* _Exercise requirements_: Your output should repeat the entries below exactly. It should contain no images.

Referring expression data
- Opening Delimiter -

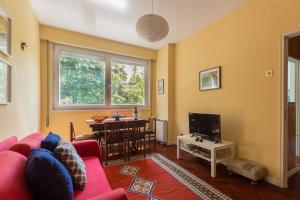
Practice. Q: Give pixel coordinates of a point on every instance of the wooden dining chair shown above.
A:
(113, 135)
(134, 138)
(74, 137)
(150, 133)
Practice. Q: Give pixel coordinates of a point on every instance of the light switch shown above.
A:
(269, 73)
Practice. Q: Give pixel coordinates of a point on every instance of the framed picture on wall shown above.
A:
(161, 89)
(5, 33)
(5, 82)
(210, 79)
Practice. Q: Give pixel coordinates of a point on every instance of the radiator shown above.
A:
(162, 130)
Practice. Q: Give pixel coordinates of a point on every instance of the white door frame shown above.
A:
(284, 108)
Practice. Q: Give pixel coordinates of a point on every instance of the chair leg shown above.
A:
(144, 147)
(128, 145)
(106, 149)
(124, 156)
(155, 144)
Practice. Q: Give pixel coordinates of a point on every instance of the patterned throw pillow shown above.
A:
(67, 154)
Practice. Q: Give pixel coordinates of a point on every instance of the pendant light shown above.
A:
(152, 27)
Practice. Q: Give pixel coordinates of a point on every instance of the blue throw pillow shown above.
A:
(47, 177)
(50, 142)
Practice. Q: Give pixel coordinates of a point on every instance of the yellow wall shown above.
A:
(165, 102)
(59, 120)
(245, 43)
(22, 116)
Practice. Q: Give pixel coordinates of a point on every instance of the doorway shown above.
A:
(290, 160)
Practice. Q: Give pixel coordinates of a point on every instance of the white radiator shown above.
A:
(162, 130)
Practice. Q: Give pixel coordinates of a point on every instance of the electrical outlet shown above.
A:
(269, 73)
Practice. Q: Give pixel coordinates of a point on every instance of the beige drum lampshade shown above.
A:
(152, 27)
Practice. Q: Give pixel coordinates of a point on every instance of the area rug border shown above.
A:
(192, 176)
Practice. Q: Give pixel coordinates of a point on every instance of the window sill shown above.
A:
(145, 108)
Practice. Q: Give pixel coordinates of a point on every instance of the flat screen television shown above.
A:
(208, 126)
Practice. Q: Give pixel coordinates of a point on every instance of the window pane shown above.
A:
(81, 79)
(127, 84)
(3, 82)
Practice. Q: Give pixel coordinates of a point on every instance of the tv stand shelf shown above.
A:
(215, 156)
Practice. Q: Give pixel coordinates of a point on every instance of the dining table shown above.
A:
(99, 127)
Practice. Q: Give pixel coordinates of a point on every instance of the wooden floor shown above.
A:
(233, 186)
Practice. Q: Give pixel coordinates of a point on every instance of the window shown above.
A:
(85, 79)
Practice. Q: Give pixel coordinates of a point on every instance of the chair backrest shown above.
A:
(152, 124)
(113, 131)
(135, 127)
(72, 132)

- Closing Delimiter -

* _Output below_:
Practice. Q: Give pixel coordinates of a point on every instance of the wooden dining chair shown above.
A:
(113, 135)
(134, 138)
(74, 137)
(150, 133)
Practice. Q: Give pixel coordinates of a point on every instance of the light switch shown above.
A:
(269, 73)
Practice. Q: Give pixel coordinates of a point on every instance of the framed picture on wall shown above.
A:
(161, 89)
(5, 33)
(5, 82)
(210, 79)
Practice. Q: Give pixel coordinates of a point on every instance of the radiator shown above.
A:
(162, 130)
Practice. Q: Give pixel coordinates of a point on every instance of the white door frame shown above.
A:
(284, 108)
Practice. Q: Give pixel coordinates of a point on every instance of the chair leg shown above.
A:
(144, 147)
(128, 145)
(106, 149)
(124, 156)
(155, 144)
Practice. Q: Give pixel coordinates of a point on every instance of the patterned throw pillow shown above.
A:
(67, 154)
Practice. Q: Give pixel coordinates of a point on every instance of the pendant light shown above.
A:
(152, 27)
Practice. Q: Give pixel coordinates of a point on every instance of the blue throw pillow shown above.
A:
(47, 177)
(50, 142)
Practice. Q: Give pixel coordinates of a point on every instance of the yellow wall shown above.
A:
(165, 102)
(59, 120)
(245, 43)
(22, 116)
Practice. Q: Give pixel coordinates of a point on every instance of the doorway shown above.
A:
(290, 160)
Practice. Q: Give pixel coordinates of a point on every instance of the white radiator shown above.
A:
(162, 130)
Practice. Q: Give pixel coordinates of a point on every instance of the electrical outlet shown above.
A:
(269, 73)
Practice. Q: Give pixel coordinates of a point on every instance of the beige drum lampshade shown above.
A:
(152, 27)
Practice. Q: Give pixel coordinates of a point on every instance of the area rug border shown above.
A:
(192, 176)
Practice. Q: Give pixel coordinates of a point on every instance of the window sill shown above.
A:
(145, 108)
Practice. Q: Give pixel coordinates of a point on every instance of the flat screen television shown above.
A:
(208, 126)
Practice. Q: Give pixel coordinates of a point on every instance of the window pane shown above.
A:
(81, 79)
(127, 84)
(3, 82)
Practice. Q: Give pixel coordinates of a point on every instance of the tv stand shelf shown above.
A:
(215, 156)
Practice. Q: Give pixel coordinates of a point on every instance of the dining table shown above.
A:
(99, 127)
Practice. Q: Give pixel coordinates of a point on every instance of the wooden floor shown above.
A:
(233, 186)
Practice. Q: Give pixel coordinates of a point on every instance of the window shown above.
A:
(85, 79)
Practice. Q: Give pixel coordinates of a point on every instance of the chair backrest shown above.
A:
(152, 124)
(113, 131)
(135, 127)
(72, 132)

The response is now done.